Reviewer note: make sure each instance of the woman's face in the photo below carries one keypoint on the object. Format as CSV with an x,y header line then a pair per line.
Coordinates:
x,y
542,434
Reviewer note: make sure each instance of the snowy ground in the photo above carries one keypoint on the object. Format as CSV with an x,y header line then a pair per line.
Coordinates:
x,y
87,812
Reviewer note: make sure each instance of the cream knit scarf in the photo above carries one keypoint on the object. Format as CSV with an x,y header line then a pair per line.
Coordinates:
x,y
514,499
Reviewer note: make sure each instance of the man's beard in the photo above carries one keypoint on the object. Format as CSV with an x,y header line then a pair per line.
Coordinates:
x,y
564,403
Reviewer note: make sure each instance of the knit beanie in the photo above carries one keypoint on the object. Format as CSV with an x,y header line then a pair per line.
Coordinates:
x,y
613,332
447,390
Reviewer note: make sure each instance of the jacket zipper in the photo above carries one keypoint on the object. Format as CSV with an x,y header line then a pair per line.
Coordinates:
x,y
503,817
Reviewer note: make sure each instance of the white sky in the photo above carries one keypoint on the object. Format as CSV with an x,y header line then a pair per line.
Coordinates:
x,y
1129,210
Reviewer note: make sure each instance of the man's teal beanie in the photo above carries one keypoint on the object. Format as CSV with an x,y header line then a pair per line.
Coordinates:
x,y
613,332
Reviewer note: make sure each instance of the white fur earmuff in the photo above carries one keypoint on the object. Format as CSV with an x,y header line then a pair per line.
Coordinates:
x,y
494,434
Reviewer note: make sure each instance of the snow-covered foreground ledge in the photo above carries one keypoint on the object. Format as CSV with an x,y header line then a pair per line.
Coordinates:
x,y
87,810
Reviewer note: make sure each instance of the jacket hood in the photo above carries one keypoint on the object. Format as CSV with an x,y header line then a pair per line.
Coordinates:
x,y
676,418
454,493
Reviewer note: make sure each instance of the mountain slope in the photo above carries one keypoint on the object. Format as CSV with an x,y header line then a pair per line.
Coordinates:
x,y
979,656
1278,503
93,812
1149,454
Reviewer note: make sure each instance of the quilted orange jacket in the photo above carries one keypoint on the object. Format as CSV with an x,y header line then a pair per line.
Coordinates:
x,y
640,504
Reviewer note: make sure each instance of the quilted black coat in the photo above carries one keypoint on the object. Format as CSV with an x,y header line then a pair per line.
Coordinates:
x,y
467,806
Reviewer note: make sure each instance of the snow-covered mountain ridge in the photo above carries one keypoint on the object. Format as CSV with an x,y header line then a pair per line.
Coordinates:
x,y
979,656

■ ■ ■ ■ ■ ■ ■

▸ Assignment
Word for word, reproduce every record shown above.

▸ Task answer
Reviewer note: make sure each instance of the woman's face in the photo below carries one keypoint on the object. Format as CSV with an x,y header line then a pair per line.
Coordinates:
x,y
542,434
Reviewer note: make sure each instance of the snowy ground in the photo above carries one keypoint on the object. Format as CSV with an x,y header line then a pair per line.
Coordinates:
x,y
87,812
Reviewer note: make sure each instance of the cream knit scarf in the photo above carries one keypoint on the object. Format as CSV with an x,y header line then a pair per line.
Coordinates:
x,y
514,499
Reviewer note: make sure each instance of the man's beard in the photo above carries one keypoint on the object. Format as CSV with an x,y header line then a pair per line.
Coordinates:
x,y
564,403
Reviewer note: make sure each instance of the knit beanie in the photo above carries one keypoint on the object. Format as CSV with an x,y header line then a pair per line.
Coordinates:
x,y
613,332
447,390
Reviewer note: make sure each instance of the jacket zipper in the photo above carries one keypoint on the object. Format as CSV with an x,y header line then a pair per line.
Coordinates:
x,y
503,817
Reviewer note: make sure each instance of the white sky in the photo above carries one keypoint on the object. Format as CSV with an x,y header line then a pair per line.
Coordinates:
x,y
1129,210
Reviewer note: make sure each instance of the man's teal beanie in the photo above carries one keypoint on the object. Format as CSV with an x,y header line then a pair per line.
Coordinates:
x,y
613,332
Reviewer note: make sure each instance of the white fur earmuff in the photo above carries one keypoint on the object. Format as CSV with an x,y header line then a pair per line.
Coordinates:
x,y
494,434
Reviewer note: make sure each instance of the snow-covered foreground ledge in the photo above carries one keypoint on the object. Format as CSV with an x,y header line then a pair per line.
Coordinates:
x,y
87,810
Reviewer note: make sure each instance of the jacket hood in the photo above carries one keypoint on the object. Format as CSV with an x,y header line then a pair per line.
Coordinates:
x,y
676,418
454,493
Reviewer note: make sure each instance of the mountain slope in the photo above carries one keypoint on the object. Format as CSV with an x,y header line then a pair per line.
Coordinates:
x,y
979,656
1278,503
93,812
1149,454
Reviewer note: make sure each instance of the quilted orange jacket in the photo above carries one keypoint on the object. Format as CSV with an x,y header line then a pair per line.
Coordinates:
x,y
640,504
Reviewer note: make sure each instance of the quilted black coat in the photo above carries one keypoint on the object. Format as CSV with an x,y header line then a pair per line.
Coordinates:
x,y
467,806
Reviewer note: make sure each instance of the snow-covered mountain ridge in the photo above carries one keypoint on the object. Format as CSV with an x,y header line then a pair per line.
Coordinates:
x,y
979,656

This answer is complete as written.